+++ PAGE TEXT

In the morning we ventured down to the bank to see if any of the bucket remained. It didn’t. Not a trace. We could see the track where he had walked up the bank on his feet, dragging only the tip of his tail, to a place under a tree where he lay for quite a while to leave a perfect belly print on the damp mud. This is the scary part, how long had he been laying there? Was he on the bank watching us sleep in our camp chairs near the fire? It remains a mystery, and a reminder not to become complacent around crocodiles, as that bucket could easily have been one of us.

On Thursday we went croc spotting in the tinny. Elokin kept a tally, as that was the maths unit she had just learnt so we put it into practice. In just our section of river between rapids, she counted 16 freshies, 7 salties and 2 unidentified. On our way back to camp that evening in the dark, Nath wanted to catch some live mullet in the cast net. So I had to drive the boat. The outboard was playing up and revving too high, so every time I clunked it in to gear, it nearly threw a standing Nath out of the boat into the dark croc infested water. I also had to hold the torch for him to see the mullet and avoid crashing into the bank and snags, as that is where the mullet were. Drive in, go along the bank, Nath throws the net, clunk it in reverse, turn the outboard the wrong way and nearly run over the net, quickly put it in neutral to avoid damaging the net, keep the light where it has to be, correct the boat…. All in all, I had a shit of a time! Stressed out and in a fluster. And no, it wasn’t worth it!

That night Linda (Jan’s wife), Nath and Jan went out in their boat to use the liveys. Linda had something big run off with her bait but it bit her off. They didn’t catch anything else.

We caught more cane toads for the burning in the evenings that we were having a fire. One night we caught 3 massive ones. Hendrix pretended to eat one like Shrek!

++++++
+++ STORED RECORDS

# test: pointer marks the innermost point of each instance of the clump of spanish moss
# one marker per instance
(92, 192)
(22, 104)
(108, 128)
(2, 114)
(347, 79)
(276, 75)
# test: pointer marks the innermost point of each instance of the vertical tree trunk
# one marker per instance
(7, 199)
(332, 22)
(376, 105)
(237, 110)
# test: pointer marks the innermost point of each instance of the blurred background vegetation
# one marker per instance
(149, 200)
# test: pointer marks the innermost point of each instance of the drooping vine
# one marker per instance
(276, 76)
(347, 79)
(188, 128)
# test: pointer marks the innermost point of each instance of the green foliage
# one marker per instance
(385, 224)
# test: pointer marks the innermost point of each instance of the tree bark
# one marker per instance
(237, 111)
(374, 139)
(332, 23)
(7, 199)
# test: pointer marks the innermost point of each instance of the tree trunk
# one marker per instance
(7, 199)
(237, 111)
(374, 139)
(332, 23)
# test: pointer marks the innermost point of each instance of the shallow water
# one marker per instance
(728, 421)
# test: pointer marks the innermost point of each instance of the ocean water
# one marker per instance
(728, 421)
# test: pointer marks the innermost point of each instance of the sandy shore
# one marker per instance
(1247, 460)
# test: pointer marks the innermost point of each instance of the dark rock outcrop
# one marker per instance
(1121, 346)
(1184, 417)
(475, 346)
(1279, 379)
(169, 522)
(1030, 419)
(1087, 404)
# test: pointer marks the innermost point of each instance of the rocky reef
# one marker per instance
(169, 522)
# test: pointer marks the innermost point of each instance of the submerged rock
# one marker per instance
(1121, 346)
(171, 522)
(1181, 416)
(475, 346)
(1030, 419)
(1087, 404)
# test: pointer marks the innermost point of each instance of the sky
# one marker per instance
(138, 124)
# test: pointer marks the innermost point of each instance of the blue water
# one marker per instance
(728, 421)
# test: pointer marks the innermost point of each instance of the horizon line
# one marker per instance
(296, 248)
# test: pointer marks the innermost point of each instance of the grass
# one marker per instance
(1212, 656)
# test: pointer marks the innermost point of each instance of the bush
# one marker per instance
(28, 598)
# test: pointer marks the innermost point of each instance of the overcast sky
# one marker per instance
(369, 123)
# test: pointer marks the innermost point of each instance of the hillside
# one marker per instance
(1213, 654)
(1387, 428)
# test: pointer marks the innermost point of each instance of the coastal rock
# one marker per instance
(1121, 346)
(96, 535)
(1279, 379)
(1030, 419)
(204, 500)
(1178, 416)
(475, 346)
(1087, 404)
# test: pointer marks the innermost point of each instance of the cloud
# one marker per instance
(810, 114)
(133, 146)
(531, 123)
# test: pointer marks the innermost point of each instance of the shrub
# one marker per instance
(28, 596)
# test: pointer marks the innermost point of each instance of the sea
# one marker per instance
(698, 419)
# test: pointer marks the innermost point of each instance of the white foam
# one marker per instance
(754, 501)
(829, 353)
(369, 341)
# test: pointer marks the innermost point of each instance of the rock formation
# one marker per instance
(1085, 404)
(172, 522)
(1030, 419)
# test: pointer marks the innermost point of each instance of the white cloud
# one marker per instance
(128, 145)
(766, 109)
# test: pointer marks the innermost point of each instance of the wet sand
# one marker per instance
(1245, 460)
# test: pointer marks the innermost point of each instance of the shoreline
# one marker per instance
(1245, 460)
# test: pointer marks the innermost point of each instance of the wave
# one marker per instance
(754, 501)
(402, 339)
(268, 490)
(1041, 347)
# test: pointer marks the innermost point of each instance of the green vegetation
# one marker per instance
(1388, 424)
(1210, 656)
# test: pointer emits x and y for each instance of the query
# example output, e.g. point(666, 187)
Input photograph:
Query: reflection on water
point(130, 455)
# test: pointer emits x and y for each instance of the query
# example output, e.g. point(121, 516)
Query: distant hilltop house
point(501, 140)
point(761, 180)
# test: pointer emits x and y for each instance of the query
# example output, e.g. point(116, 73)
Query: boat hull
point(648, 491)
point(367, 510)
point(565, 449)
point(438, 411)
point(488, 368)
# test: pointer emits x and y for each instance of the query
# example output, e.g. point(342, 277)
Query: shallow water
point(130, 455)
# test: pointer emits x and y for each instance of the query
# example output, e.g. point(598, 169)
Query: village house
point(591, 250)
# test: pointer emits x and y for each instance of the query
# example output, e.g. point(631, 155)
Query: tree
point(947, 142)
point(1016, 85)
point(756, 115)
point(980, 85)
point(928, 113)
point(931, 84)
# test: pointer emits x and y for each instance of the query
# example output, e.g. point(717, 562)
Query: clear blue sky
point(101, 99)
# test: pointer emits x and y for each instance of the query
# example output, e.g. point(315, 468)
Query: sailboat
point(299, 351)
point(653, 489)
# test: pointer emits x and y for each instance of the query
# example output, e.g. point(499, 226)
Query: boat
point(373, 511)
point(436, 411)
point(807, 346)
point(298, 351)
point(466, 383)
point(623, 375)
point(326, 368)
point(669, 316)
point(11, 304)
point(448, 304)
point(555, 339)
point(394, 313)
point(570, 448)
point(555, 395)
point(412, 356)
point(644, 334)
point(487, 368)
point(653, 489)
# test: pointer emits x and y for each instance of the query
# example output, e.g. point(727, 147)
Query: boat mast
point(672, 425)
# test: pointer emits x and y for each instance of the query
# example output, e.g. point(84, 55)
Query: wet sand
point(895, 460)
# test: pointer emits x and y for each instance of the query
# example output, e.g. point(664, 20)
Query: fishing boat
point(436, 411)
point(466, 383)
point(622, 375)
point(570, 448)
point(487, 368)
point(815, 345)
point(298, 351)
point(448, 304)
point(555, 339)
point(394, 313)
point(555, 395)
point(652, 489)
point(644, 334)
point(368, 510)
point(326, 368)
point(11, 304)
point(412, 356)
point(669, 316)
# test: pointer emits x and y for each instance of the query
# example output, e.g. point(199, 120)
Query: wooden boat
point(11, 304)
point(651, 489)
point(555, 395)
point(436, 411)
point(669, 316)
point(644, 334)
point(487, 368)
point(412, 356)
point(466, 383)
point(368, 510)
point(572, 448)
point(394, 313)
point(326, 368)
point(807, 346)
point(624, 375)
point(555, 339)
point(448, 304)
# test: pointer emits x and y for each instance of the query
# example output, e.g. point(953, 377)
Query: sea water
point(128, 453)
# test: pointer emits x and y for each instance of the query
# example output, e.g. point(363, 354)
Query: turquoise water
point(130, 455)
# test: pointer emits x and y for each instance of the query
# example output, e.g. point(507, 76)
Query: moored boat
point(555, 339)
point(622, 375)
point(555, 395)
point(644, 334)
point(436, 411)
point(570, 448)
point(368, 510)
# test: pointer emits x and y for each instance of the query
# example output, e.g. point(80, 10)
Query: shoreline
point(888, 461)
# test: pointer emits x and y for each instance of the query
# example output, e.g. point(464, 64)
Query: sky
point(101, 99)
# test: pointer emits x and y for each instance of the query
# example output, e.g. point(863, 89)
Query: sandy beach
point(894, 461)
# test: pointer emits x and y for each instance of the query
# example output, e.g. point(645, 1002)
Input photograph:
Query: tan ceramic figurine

++++++

GIVEN REQUEST 1.
Using the river camping account, answer each of these:
(a) How many salties did Elokin count on Thursday?
(b) What did Nath want to catch with the cast net on the way back to camp?
(c) How many massive cane toads were caught on one night?
GIVEN REQUEST 2. Write the next part of the river camping account, starting right after its final sentence.

EXPECTED ANSWER 1.
(a) 7
(b) Live mullet
(c) 3

EXPECTED ANSWER 2.
Hendrix and the cane toad
Hendrix and the cane toad

On our last morning, we watched a stunning sunrise as there was clouds around. It almost looked like rain was on the way. We discovered that we had a flat battery when the car wouldn’t start to go do to retrieve the tinny at the boat ramp. Hendrix and Elokin played at Linda and Jan’s bus and had a ball. They got spoilt, as did we when we went to say goodbye. Linda gave us a jar of her homemade strawberry jam and a bag of her dried fruit and nuts to snack on in the car. That day Elokin finally felt brave enough to try feed one of the cows that had come into camp every day. She desperately wanted to touch one. The cow took the leaves from her and touched her hand. One of the other cows watching on decided it wanted the special attention too. But El was a bit frightened of it as it had horns, so she put the leaves on the ground for it to collect itself. That mustn’t have been good enough for it, because as the kids were walking down to Linda and Jan’s to say bye, the cow charged at her. Nath and I had gone to wash our hands at the water’s edge and were walking back up to hear a shrill from Elokin. She sounded absolutely terrified and came flying around the back of the camper and into our arms in tears. We then asked frantically where Hendrix was, when he too came screaming hysterically around the car. The cow was freaked too and ran off down the road. No-one was injured thankfully. But we learnt not to feed the cows from now on. After all the excitement we drove the 30 odd kms to the Ivanhoe Crossing for the night.

Until next time…. Happy and Safe Travels.

Nath touching the Zebra shark

Day 343: 9 Mile

Sunday, 11 May 2014

Mother’s Day! Bacon and eggs were cooked for me for breakfast this morning, and I received the most beautiful driftwood mobile hand made by my family. We had a chat with Jen and Pete on the way to the boat and left shore around 11am.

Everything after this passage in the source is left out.